RICHIESTA 1:
Secondo l'estratto su Mary Serah Koroma e Biancaluna Bifulco, chi è fondatrice e titolare del Dum Dum Republic?
RICHIESTA 2:
Dall'estratto su Mary Serah Koroma e Biancaluna Bifulco, estrai alla lettera la parte che si apre con le parole contenenti "Entrambe in giro" e si chiude con "giusto e dignitoso.".
------ ESTRATTO FORNITO
Un’idea nata dall’incontro tra Mary Serah Koroma, una ragazza italiana nativa della Sierra Leone, e Biancaluna Bifulco, fondatrice e titolare del Dum Dum Republic

Due identità apparentemente distanti: Mary, modella che ha calcato le passerelle degli stilisti più famosi, elegante e fiera.  E Biancaluna, affascinata dal glamour anni ’80 e contraddistinta da quella gioia di vivere che cerca di trasferire all’isola felice del Dum Dum Republic.

Entrambe in giro per il mondo, la prima con le sfilate di moda, l’altra con la world music che fa da fil rouge al Dum Dum Republic.

«Abbiamo scoperto di avere molto in comune – sottolinea Biancaluna Bifulco – Donne del Sud del mondo, con il desiderio di essere indipendenti e di sfidare tutti i pregiudizi, innamorate del lavoro e del ballo, convinte che una piccola goccia nel mare sia importante per creare uno stile di vita più giusto e dignitoso.
------------
------ ELENCO FORNITO
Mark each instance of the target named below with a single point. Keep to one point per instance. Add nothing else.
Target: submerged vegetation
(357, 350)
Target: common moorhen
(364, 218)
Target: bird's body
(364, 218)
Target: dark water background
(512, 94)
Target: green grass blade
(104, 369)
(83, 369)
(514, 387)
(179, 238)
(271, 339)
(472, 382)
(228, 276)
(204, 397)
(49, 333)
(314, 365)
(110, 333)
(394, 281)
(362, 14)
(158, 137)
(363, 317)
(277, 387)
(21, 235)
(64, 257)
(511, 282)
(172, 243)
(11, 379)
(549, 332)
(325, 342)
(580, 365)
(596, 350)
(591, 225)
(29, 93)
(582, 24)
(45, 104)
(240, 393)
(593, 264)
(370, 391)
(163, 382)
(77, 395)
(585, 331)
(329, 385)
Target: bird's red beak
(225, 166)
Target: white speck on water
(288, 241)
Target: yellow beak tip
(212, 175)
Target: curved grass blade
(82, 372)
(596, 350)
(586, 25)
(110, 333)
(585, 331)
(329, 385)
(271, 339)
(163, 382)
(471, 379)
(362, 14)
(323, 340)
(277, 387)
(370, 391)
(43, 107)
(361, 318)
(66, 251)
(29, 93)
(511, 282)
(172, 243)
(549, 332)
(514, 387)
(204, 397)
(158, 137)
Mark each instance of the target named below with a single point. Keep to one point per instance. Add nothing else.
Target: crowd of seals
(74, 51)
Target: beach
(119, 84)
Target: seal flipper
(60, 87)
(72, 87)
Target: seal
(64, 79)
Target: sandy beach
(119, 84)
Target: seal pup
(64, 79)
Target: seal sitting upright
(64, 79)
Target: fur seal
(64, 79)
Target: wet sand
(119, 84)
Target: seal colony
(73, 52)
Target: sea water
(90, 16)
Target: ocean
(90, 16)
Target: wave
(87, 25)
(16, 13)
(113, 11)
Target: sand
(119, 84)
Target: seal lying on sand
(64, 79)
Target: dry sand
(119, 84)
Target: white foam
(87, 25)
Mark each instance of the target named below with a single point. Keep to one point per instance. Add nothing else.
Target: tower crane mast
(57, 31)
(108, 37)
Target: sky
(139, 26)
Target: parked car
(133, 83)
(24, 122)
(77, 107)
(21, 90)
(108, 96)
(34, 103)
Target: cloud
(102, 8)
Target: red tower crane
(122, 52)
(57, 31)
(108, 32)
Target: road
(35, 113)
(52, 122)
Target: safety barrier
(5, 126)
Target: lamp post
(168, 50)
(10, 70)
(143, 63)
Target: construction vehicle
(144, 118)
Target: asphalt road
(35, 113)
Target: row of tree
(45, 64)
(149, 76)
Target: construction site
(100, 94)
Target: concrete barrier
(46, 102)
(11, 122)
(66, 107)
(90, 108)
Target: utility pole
------------
RISPOSTA COMPLETA 1:
Biancaluna Bifulco.

RISPOSTA COMPLETA 2:
Entrambe in giro per il mondo, la prima con le sfilate di moda, l’altra con la world music che fa da fil rouge al Dum Dum Republic.

«Abbiamo scoperto di avere molto in comune – sottolinea Biancaluna Bifulco – Donne del Sud del mondo, con il desiderio di essere indipendenti e di sfidare tutti i pregiudizi, innamorate del lavoro e del ballo, convinte che una piccola goccia nel mare sia importante per creare uno stile di vita più giusto e dignitoso.